_Required work_:
How many lines in the items below contain the word "soil"? Reply with the number only.

_Excerpted records_:
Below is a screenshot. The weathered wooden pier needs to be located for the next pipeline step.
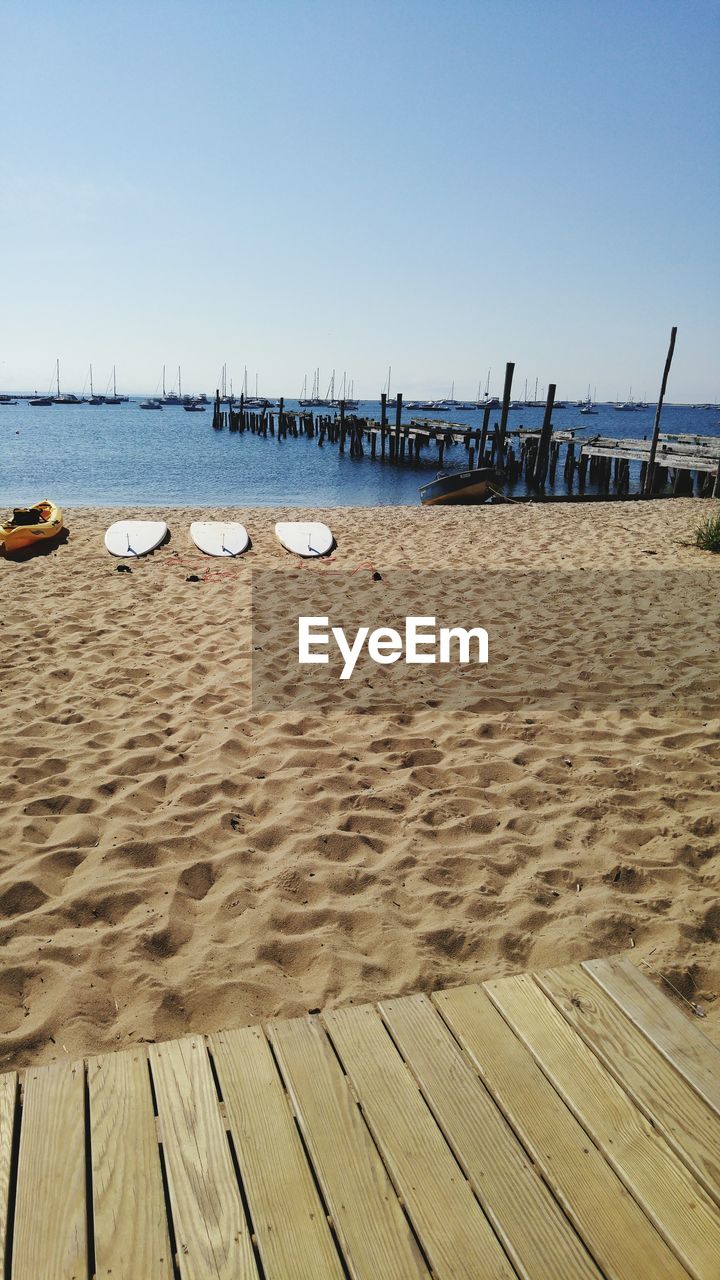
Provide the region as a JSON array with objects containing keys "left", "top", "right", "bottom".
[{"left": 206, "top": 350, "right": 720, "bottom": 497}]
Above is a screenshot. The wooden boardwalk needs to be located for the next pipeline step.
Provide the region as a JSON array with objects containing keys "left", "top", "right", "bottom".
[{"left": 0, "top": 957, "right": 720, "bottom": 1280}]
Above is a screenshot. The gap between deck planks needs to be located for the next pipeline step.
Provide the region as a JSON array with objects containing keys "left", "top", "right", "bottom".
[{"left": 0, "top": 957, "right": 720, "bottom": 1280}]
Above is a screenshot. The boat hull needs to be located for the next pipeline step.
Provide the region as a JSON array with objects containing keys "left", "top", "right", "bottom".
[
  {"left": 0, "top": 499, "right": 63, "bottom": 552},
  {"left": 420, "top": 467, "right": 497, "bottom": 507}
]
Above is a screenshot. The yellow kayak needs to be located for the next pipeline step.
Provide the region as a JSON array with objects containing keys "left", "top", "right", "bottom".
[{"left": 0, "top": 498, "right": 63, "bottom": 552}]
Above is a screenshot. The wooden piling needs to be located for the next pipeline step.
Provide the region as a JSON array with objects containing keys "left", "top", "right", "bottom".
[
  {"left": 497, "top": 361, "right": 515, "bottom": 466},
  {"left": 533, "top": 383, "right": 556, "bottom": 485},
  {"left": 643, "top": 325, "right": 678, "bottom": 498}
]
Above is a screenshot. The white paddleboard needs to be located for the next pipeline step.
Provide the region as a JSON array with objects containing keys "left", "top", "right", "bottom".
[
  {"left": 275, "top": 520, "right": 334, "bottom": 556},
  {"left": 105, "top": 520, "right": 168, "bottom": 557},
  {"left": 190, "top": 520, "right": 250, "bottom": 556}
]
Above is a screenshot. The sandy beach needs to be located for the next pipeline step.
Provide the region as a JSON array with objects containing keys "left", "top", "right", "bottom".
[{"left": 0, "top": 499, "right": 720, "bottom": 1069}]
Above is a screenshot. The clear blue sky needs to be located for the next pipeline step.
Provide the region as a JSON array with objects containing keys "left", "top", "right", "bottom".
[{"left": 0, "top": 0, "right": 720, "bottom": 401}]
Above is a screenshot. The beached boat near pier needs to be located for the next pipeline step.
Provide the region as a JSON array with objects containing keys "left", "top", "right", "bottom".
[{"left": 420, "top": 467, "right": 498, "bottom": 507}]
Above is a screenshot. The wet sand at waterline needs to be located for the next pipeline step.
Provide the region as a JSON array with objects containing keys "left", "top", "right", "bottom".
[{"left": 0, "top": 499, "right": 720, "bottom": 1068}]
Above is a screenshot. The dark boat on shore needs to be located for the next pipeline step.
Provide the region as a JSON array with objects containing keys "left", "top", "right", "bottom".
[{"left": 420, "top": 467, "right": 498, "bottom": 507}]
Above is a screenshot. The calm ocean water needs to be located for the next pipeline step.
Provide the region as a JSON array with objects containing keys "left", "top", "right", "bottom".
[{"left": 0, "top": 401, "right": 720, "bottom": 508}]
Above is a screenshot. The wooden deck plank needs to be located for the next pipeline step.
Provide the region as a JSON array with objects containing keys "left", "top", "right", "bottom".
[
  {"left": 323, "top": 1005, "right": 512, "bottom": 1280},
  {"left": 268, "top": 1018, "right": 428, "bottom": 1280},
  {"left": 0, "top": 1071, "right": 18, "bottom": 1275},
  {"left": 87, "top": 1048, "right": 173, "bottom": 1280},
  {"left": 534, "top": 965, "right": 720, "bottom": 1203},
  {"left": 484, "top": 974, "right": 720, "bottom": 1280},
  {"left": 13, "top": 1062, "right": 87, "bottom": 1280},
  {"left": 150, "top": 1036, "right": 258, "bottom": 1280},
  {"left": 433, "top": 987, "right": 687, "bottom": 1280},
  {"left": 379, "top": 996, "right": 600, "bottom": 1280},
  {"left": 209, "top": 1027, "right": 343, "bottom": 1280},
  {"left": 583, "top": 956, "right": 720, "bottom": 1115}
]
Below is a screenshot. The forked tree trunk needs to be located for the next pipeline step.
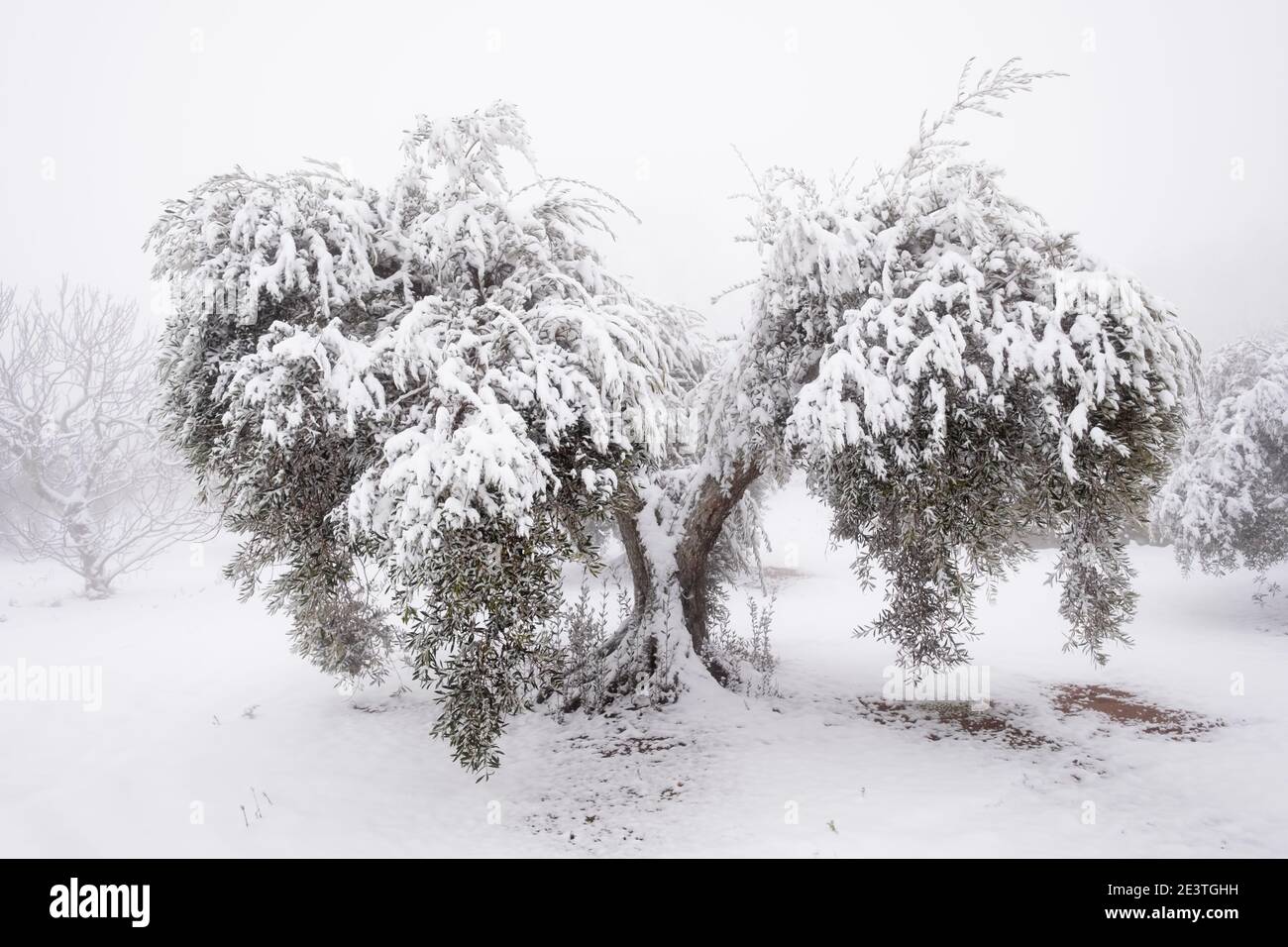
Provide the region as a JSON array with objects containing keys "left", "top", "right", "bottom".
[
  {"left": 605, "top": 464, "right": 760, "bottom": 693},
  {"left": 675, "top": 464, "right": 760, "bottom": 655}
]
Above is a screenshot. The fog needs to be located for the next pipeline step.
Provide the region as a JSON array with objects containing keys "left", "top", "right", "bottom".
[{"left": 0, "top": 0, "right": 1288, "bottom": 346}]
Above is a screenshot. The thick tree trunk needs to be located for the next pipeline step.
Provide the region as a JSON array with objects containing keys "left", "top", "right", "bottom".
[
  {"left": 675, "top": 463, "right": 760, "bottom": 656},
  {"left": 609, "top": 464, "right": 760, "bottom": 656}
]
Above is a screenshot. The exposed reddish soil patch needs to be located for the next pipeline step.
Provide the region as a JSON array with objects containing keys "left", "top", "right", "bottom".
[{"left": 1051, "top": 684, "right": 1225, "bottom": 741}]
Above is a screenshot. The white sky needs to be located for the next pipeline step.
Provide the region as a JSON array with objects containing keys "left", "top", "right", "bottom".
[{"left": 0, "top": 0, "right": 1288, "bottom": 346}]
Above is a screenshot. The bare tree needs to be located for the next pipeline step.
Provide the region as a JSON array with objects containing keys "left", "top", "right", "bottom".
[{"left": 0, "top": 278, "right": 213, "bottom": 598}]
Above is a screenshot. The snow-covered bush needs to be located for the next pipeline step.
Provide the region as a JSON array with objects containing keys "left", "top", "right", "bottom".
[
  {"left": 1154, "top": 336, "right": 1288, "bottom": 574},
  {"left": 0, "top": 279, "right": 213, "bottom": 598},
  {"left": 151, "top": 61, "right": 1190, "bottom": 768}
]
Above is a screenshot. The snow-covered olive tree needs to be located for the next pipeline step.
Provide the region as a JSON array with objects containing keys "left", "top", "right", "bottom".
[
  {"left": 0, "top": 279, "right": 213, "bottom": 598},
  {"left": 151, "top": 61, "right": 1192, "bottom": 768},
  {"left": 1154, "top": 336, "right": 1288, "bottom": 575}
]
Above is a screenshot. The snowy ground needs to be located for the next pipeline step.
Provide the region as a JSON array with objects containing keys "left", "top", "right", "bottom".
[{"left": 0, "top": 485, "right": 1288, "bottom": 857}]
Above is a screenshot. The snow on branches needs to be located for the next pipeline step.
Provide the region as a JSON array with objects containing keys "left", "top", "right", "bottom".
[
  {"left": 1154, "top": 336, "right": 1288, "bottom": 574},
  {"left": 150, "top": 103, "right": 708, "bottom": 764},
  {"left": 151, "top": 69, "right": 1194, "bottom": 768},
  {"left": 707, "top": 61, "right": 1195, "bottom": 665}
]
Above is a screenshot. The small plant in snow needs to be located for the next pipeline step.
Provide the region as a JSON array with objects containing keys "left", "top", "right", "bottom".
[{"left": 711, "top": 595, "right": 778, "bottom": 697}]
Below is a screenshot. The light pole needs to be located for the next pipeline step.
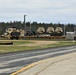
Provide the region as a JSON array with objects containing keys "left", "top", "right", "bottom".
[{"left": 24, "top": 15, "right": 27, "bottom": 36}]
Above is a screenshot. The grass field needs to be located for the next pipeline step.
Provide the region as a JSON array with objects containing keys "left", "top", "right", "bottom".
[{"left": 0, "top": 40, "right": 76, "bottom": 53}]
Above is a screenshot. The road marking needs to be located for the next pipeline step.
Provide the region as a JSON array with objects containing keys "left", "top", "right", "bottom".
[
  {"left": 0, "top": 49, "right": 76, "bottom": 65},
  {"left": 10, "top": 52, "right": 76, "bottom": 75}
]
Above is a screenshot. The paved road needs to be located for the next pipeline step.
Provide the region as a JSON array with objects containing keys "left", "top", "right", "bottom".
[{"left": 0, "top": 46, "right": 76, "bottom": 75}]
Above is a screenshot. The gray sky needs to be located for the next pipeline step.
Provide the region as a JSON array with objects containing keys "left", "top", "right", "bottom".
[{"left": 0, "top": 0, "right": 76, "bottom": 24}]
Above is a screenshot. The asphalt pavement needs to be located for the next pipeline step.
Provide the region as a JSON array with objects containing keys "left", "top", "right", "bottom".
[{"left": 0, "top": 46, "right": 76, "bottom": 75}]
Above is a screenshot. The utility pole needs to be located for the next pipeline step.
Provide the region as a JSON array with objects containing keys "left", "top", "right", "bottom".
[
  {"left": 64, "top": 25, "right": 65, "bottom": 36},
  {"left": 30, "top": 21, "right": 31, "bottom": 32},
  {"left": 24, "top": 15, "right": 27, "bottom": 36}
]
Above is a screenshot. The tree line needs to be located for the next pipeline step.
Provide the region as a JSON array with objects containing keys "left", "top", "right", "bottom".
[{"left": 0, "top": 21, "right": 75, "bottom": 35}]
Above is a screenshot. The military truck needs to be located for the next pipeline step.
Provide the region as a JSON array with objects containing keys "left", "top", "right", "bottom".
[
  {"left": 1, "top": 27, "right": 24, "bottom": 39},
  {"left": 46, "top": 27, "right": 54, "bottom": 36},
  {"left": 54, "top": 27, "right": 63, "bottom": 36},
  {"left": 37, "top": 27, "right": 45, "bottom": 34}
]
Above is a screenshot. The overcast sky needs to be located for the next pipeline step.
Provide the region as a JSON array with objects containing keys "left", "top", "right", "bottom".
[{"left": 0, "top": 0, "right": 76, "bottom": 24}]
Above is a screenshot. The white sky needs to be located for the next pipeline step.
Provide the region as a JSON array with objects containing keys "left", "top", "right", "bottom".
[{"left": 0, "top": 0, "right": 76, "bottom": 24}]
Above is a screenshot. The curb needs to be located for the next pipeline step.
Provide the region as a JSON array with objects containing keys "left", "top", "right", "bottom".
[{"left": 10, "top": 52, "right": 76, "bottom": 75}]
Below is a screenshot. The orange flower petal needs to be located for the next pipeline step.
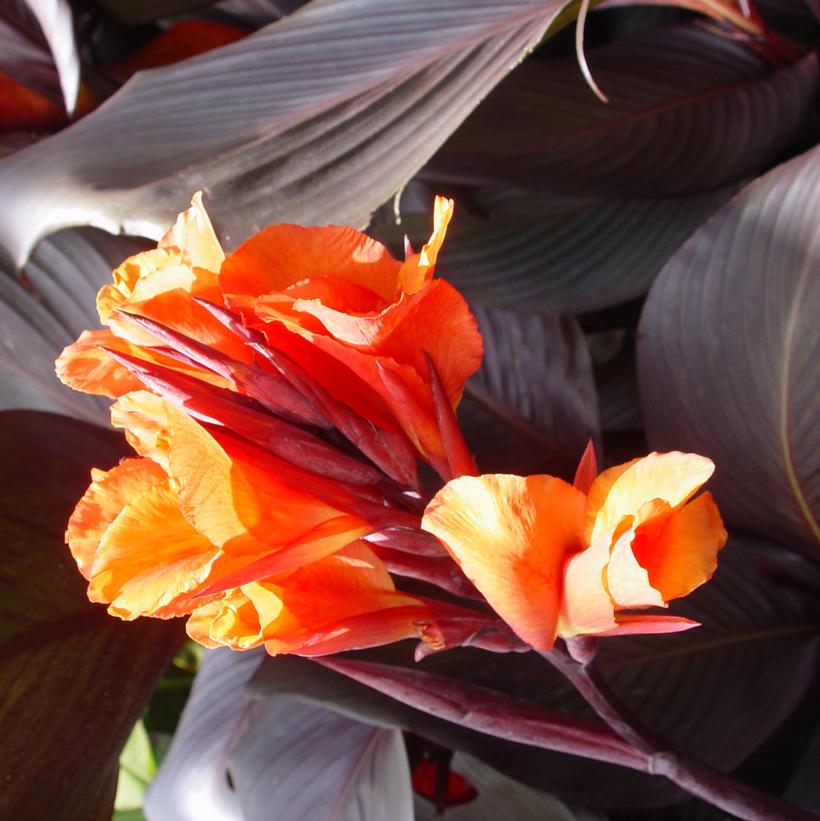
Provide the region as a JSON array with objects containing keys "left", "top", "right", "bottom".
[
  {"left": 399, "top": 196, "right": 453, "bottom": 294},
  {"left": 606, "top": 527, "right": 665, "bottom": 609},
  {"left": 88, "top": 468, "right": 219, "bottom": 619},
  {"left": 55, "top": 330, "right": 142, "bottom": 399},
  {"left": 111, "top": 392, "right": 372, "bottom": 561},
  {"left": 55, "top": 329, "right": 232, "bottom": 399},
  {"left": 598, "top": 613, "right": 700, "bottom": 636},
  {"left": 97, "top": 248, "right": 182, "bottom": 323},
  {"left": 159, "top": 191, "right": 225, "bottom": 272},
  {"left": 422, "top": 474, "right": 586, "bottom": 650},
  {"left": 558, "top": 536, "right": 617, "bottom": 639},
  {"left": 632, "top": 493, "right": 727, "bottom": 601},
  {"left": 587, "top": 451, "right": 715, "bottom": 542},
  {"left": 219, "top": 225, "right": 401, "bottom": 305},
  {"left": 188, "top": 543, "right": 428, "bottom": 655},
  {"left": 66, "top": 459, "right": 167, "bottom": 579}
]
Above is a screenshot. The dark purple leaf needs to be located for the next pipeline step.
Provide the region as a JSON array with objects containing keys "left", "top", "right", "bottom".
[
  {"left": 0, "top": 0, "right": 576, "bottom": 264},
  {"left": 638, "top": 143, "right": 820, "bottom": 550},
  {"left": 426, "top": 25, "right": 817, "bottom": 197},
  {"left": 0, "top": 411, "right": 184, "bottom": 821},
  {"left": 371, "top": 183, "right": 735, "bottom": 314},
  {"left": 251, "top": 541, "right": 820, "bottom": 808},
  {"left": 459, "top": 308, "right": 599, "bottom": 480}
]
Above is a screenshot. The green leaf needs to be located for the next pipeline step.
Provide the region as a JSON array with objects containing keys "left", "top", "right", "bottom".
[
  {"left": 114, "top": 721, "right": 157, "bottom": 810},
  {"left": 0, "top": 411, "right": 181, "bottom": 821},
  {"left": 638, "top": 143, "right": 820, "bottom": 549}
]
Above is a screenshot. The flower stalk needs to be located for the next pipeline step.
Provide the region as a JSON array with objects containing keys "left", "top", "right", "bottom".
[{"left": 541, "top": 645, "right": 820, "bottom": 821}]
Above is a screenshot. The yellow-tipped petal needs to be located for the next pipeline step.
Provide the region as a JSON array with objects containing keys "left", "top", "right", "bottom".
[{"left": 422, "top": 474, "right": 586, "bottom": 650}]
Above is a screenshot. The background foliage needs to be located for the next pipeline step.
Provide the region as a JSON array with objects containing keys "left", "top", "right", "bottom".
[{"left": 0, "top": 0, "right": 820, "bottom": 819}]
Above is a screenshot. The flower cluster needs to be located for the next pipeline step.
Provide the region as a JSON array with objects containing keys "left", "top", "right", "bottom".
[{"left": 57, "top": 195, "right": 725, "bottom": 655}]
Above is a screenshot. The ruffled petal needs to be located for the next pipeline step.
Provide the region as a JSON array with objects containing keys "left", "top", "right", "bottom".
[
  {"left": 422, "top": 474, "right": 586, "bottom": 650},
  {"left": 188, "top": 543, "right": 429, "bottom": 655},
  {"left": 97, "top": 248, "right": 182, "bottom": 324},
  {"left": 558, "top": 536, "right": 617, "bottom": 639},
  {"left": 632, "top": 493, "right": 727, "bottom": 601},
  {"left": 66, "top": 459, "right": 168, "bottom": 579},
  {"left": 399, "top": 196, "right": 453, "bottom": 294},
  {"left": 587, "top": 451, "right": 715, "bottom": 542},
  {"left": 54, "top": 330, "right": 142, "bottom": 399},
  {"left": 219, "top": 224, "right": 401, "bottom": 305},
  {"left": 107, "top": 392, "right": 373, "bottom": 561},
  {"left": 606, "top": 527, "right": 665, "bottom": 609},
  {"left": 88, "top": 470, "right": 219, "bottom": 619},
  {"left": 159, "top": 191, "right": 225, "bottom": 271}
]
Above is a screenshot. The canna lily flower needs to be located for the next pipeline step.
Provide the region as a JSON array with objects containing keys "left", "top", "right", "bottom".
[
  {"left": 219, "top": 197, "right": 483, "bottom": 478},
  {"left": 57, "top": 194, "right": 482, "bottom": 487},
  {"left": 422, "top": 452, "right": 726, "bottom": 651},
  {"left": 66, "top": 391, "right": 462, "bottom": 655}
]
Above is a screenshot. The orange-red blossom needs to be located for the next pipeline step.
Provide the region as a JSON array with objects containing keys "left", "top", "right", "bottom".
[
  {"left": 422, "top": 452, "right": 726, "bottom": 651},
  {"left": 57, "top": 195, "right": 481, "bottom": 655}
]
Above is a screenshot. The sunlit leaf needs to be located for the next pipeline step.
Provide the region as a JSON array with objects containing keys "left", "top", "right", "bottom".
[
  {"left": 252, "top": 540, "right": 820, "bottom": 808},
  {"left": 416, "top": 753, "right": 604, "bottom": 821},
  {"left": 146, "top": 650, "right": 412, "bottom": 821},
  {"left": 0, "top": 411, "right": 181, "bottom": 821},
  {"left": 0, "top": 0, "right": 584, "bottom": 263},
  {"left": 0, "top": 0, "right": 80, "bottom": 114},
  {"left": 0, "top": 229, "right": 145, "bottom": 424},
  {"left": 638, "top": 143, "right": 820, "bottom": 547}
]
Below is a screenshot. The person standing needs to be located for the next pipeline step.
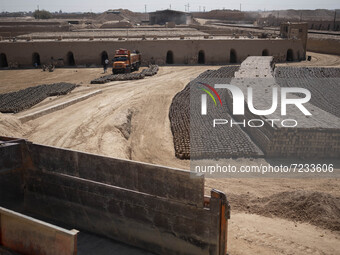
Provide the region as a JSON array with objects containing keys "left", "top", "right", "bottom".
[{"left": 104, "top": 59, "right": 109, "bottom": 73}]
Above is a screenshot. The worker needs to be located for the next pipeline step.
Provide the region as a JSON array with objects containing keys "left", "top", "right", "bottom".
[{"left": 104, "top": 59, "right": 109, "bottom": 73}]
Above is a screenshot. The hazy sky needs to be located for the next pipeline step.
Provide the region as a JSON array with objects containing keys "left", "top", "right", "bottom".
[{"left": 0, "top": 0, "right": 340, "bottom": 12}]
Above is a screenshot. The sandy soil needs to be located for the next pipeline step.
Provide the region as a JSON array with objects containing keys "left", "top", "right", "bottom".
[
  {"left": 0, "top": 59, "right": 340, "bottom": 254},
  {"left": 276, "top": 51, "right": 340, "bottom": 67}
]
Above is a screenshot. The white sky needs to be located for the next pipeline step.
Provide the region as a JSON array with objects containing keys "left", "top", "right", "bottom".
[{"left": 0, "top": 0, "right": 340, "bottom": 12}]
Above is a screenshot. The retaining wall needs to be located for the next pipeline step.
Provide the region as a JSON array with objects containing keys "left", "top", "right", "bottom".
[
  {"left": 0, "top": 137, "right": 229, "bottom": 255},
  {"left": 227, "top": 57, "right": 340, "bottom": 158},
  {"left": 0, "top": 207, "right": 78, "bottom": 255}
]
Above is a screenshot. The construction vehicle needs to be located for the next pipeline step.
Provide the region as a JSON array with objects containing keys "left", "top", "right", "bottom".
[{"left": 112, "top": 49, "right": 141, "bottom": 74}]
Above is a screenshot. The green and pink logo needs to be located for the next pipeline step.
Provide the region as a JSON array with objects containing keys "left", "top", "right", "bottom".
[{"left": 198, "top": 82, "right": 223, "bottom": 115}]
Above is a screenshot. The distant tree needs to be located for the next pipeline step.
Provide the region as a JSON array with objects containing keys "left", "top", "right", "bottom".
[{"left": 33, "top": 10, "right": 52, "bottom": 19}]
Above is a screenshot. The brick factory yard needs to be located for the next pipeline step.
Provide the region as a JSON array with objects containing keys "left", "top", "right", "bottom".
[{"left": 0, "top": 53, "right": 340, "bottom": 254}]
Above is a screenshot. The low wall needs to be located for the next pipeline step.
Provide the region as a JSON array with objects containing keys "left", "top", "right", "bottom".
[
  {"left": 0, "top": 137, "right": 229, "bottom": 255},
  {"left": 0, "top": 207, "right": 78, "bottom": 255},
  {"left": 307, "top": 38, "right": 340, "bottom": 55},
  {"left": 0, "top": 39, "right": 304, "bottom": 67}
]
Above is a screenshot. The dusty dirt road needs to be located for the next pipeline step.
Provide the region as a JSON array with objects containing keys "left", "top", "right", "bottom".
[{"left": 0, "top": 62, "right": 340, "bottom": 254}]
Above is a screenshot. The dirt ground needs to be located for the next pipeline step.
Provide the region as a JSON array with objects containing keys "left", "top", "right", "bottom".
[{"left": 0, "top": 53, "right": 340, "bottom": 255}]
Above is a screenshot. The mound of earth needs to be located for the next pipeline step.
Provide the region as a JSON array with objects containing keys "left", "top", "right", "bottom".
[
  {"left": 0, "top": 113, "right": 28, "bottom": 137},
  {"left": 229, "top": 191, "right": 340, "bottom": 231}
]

_Full answer_:
2